## WHAT YOU HAVE TO DO:
All lines in the records that carry the string "taxi" are to be shown.

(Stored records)

···

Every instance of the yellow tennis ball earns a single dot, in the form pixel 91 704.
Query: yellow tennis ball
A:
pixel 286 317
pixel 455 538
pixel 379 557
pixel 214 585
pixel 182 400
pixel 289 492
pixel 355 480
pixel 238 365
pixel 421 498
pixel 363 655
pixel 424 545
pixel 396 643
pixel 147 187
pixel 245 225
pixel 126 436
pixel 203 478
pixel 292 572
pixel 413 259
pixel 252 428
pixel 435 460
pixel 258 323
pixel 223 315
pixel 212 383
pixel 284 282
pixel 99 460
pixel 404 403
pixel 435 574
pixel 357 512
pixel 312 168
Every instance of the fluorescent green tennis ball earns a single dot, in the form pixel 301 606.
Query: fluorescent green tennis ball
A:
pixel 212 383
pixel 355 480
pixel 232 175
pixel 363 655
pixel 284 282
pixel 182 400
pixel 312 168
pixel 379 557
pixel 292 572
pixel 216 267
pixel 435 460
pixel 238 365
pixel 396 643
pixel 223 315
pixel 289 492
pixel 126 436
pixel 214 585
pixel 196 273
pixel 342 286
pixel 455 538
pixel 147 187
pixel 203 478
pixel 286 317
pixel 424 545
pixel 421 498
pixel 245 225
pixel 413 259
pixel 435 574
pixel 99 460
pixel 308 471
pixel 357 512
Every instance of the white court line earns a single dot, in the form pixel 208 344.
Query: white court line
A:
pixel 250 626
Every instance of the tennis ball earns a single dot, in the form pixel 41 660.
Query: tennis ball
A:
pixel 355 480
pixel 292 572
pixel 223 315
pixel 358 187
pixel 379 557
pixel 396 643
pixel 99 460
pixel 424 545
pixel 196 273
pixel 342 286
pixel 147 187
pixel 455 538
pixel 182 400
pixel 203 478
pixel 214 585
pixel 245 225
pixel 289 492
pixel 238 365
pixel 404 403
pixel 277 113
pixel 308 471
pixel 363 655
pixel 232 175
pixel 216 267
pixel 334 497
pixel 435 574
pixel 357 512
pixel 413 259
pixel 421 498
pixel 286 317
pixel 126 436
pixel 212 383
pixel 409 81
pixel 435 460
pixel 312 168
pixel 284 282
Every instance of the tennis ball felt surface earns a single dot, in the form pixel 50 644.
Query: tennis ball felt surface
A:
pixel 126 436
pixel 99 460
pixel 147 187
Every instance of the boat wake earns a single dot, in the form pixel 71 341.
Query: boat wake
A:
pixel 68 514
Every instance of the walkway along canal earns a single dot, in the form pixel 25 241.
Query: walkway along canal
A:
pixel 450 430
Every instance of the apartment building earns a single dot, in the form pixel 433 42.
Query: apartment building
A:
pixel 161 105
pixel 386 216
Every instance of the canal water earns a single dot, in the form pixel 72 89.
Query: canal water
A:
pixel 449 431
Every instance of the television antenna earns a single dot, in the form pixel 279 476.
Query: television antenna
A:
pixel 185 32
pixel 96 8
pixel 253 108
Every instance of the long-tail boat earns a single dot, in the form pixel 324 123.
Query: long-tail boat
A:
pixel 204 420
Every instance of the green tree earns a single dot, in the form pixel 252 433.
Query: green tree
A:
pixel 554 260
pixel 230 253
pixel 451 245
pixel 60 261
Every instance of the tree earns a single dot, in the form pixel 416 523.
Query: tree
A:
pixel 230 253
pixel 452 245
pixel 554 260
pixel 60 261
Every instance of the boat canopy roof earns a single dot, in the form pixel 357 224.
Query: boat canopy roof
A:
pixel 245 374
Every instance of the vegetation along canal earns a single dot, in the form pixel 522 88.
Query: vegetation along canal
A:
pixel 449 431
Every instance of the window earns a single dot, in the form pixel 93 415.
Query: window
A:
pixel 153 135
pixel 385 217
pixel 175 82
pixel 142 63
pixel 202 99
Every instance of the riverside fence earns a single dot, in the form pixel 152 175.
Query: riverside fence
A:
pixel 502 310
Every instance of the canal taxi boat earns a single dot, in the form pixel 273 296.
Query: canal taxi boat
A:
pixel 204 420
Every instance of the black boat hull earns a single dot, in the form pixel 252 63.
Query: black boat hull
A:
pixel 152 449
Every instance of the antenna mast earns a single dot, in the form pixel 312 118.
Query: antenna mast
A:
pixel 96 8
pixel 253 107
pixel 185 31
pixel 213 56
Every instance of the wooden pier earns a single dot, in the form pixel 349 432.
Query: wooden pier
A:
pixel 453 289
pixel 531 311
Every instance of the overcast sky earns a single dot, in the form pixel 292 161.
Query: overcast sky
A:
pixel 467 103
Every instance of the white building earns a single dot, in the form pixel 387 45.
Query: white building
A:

···

## TASK ANSWER:
Every instance of the canal taxi boat earns a single dot, in the form pixel 273 296.
Query: canal taxi boat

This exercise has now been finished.